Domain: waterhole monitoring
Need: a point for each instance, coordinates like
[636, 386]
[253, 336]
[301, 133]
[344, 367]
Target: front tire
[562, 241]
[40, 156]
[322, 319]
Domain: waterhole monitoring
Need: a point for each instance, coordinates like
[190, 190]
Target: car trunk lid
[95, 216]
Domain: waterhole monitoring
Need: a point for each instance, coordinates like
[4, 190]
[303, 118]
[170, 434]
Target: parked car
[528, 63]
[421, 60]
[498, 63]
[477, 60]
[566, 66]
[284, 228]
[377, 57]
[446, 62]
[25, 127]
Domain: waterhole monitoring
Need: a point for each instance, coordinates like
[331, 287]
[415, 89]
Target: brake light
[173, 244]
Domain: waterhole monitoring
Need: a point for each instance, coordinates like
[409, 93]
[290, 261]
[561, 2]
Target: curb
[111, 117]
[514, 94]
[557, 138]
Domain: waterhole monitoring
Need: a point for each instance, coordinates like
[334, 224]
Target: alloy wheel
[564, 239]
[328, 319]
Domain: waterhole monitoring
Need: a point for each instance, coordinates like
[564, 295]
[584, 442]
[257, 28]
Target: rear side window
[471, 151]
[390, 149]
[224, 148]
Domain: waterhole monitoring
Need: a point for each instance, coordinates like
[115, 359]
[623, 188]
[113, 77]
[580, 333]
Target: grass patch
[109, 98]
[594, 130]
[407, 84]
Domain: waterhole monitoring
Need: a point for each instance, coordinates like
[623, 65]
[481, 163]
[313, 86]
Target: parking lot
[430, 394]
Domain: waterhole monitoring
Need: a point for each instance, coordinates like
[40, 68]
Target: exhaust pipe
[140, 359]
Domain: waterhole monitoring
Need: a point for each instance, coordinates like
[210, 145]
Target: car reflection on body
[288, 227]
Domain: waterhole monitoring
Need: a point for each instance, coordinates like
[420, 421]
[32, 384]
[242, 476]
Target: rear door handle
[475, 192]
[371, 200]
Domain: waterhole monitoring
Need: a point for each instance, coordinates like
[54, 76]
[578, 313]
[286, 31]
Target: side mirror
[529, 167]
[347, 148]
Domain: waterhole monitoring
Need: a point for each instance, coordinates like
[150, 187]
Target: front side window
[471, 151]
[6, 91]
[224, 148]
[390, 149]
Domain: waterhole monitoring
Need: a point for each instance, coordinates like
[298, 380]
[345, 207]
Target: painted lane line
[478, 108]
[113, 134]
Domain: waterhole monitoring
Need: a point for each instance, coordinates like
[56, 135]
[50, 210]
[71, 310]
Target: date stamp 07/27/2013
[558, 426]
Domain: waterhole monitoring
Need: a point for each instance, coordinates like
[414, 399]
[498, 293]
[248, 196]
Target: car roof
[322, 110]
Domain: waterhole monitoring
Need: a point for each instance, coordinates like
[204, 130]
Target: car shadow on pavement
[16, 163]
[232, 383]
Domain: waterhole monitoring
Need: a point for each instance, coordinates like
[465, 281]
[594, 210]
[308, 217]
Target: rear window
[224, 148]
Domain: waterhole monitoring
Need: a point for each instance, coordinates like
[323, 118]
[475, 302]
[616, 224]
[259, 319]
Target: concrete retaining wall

- - -

◆ Work request
Each of the entries above is to be repeated exactly.

◆ Your response
Domain: waterhole monitoring
Need: a point for each instance, coordinates like
[636, 386]
[253, 336]
[301, 133]
[344, 367]
Target: front tire
[562, 241]
[40, 156]
[322, 319]
Domain: waterhole monitoring
Need: a point for each instance, coordinates like
[190, 190]
Target: car trunk lid
[95, 216]
Domain: waterhole monitoring
Need: a point for each instance, coordinates like
[4, 190]
[303, 118]
[170, 434]
Target: parked car
[528, 63]
[421, 60]
[498, 63]
[477, 60]
[566, 66]
[284, 228]
[377, 57]
[446, 62]
[25, 127]
Domain: waterhole monitoring
Need: a point for each instance, coordinates like
[331, 287]
[415, 89]
Target: brake light
[173, 244]
Domain: waterhole monitoring
Need: a point for each instance, coordinates like
[409, 93]
[290, 261]
[561, 2]
Target: curb
[111, 117]
[514, 94]
[557, 138]
Domain: waterhole monitoring
Need: a point for each instance, coordinates like
[334, 224]
Target: alloy wheel
[564, 239]
[328, 319]
Domain: waterhole monitoring
Need: a point for each instance, coordinates like
[564, 295]
[584, 442]
[257, 28]
Target: rear side window
[471, 151]
[390, 149]
[224, 148]
Domain: waterhole monitoring
Need: a point for each instance, coordinates like
[115, 359]
[623, 188]
[113, 77]
[580, 333]
Target: grass patch
[109, 98]
[594, 130]
[407, 84]
Domain: waterhole monitoring
Need: a point for each instance, coordinates like
[623, 65]
[481, 163]
[313, 86]
Target: parking lot
[430, 394]
Domain: waterhole monitoring
Need: a point for each instance, coordinates like
[40, 68]
Target: exhaust pipe
[140, 359]
Domain: waterhole monitoring
Need: a point for each instance, coordinates like
[210, 145]
Target: car reflection on body
[288, 227]
Domain: waterhole monitoring
Need: a point for each instance, coordinates like
[420, 421]
[32, 384]
[242, 476]
Target: rear door handle
[475, 192]
[371, 200]
Domain: waterhole monitoring
Need: a point for each instance, coordinates like
[54, 76]
[578, 313]
[286, 31]
Target: side mirror
[529, 167]
[347, 148]
Domain: waterhole monitoring
Need: a point for each instance, coordinates like
[150, 187]
Target: front side window
[471, 151]
[6, 91]
[224, 148]
[390, 149]
Domain: waterhole monitoring
Need: a point for each instance, coordinates like
[298, 380]
[345, 207]
Target: painted lane line
[478, 108]
[113, 134]
Domain: waterhole monitoring
Need: a point for each instance, coordinates like
[56, 135]
[50, 210]
[71, 310]
Target: date stamp 07/27/2013
[558, 426]
Domain: waterhole monitoring
Need: a point for each instance, coordinates like
[414, 399]
[498, 293]
[248, 196]
Target: car roof
[322, 110]
Domain: waterhole monitoring
Need: a point for each instance, coordinates like
[204, 130]
Target: car shadow on pavement
[16, 163]
[232, 383]
Domain: waterhole monitoring
Need: a point for each instance, coordinates like
[465, 281]
[594, 210]
[308, 217]
Target: rear window
[224, 148]
Domain: waterhole monitoring
Need: a point for each instance, coordinates like
[323, 118]
[475, 302]
[616, 224]
[259, 319]
Target: concrete retaining wall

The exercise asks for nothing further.